Yet 1759 is also remarkable in the annals of English literature. Tobias Smollett, himself a very readable novelist, was then proprietor and editor of The Critical Review, which he had founded. The April issue alone carries reviews of David Hume’s two quarto volumes of The History of England under the House of Tudor, and the catalogue of the Harleian collection of manuscripts, which had been purchased “by the authority of parliament for the use of the public”. The Harleian collection remains the cornerstone of the great manuscript collection of the British Library.
The catalogue itself has an introduction written by Samuel Johnson. The April Critical Review also has a review of Johnson’s only novel, The Prince of Abyssinia, a Tale, published by Dodsley at five shillings for two small volumes. The novel is generally referred to as Rasselas and is a reworking as a didactic narrative of ideas he had already expressed in his poem The Vanity of Human Wishes, and in his periodical essays in The Rambler and The Idler.
Even on its first appearance, the reviewer recognised that Rasselas, though it expresses important ideas, was by no means a “page turner”. The reviewer comments that: “No plot, incident, character, or contrivance is here used to beguile the imagination. The narrative might have been comprised in ten lines, all beside a flowery description of the happy valley, will please philosophers, but possibly be laid aside as unintelligible by the readers of novels.”

» **REQUIRED TASK 1**
Swap "building" for "structure" in everything from the row line containing "Q: For each instance of the green roof" down to the last of the rows. Give those lines again with nothing else altered.
The rows below have no connection to the passage about The Critical Review.

» **DATASET CONTENT**

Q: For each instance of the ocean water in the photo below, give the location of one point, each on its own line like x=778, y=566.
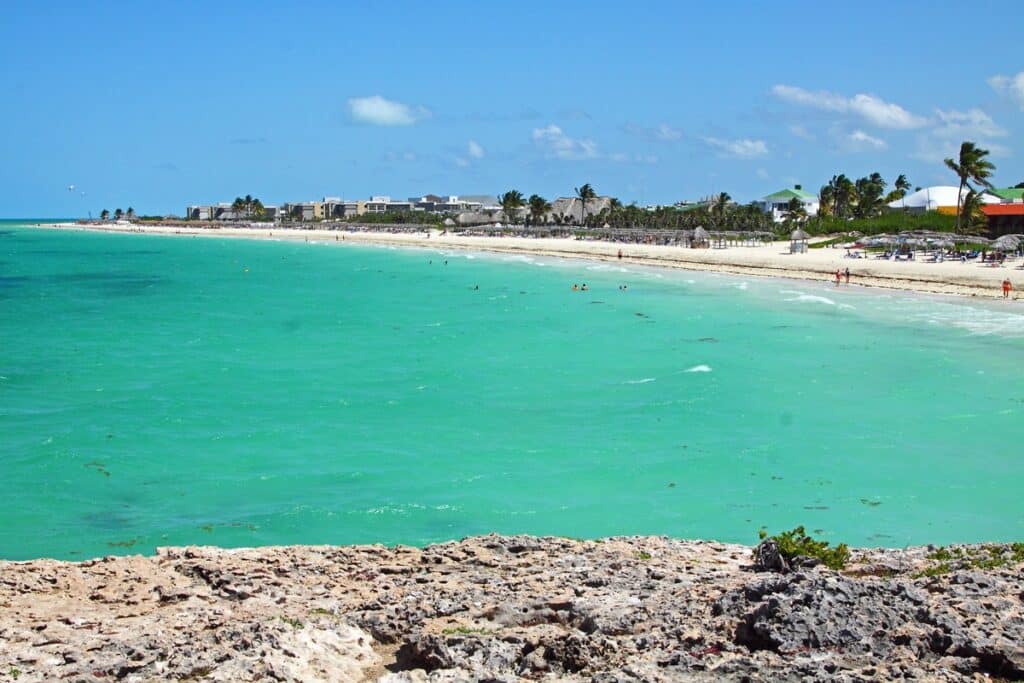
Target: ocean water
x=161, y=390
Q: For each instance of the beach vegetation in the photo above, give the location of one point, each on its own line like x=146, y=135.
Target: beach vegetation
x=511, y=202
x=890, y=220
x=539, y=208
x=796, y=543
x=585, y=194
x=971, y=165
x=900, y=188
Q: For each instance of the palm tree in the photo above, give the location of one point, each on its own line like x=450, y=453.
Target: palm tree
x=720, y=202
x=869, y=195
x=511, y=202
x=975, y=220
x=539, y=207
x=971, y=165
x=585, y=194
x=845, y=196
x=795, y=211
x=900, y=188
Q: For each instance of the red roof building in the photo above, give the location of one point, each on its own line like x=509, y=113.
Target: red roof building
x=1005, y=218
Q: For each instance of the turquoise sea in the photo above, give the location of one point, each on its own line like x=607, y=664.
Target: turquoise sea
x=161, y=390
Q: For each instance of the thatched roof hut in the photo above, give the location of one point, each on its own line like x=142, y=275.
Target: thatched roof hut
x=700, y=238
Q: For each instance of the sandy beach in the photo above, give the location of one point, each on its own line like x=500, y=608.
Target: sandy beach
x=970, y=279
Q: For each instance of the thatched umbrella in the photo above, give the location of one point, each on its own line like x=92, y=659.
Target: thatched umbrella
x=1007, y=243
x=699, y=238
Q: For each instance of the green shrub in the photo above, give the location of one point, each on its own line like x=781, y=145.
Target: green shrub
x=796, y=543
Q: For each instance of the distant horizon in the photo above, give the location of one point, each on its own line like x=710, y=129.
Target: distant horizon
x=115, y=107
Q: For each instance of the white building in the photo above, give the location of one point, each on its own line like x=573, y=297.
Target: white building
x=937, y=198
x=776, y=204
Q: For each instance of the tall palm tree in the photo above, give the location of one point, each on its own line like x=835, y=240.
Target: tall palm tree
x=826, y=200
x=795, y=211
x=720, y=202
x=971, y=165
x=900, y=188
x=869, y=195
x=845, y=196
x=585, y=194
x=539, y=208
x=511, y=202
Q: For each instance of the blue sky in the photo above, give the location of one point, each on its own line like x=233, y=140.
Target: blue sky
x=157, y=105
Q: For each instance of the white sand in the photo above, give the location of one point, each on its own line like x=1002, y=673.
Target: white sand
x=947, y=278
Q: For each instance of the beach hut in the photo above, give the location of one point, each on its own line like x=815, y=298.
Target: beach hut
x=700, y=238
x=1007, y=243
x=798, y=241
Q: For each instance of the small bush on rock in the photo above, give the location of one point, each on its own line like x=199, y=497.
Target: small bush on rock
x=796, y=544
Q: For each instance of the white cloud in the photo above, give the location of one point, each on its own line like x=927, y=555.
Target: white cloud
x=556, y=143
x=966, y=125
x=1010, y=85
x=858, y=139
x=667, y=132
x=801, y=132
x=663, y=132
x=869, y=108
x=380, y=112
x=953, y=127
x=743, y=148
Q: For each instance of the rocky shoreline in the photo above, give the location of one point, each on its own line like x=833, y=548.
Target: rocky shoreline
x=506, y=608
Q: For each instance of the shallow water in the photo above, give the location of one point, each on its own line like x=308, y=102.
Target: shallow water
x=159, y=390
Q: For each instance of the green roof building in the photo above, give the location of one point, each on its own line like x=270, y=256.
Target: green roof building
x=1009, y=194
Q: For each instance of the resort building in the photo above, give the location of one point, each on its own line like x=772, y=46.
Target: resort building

» **REQUIRED TASK 2**
In the passage about The Critical Review, who wrote the introduction to the catalogue of the Harleian collection?

» **WORKED ANSWER 1**
Q: For each instance of the green roof structure in the photo above, give the location of one point, each on its own line like x=270, y=256.
Target: green roof structure
x=1009, y=194
Q: For each instance of the resort structure in the photo above, give the location of one point, each on its own line like x=772, y=46.
Target: resort structure

» **WORKED ANSWER 2**
Samuel Johnson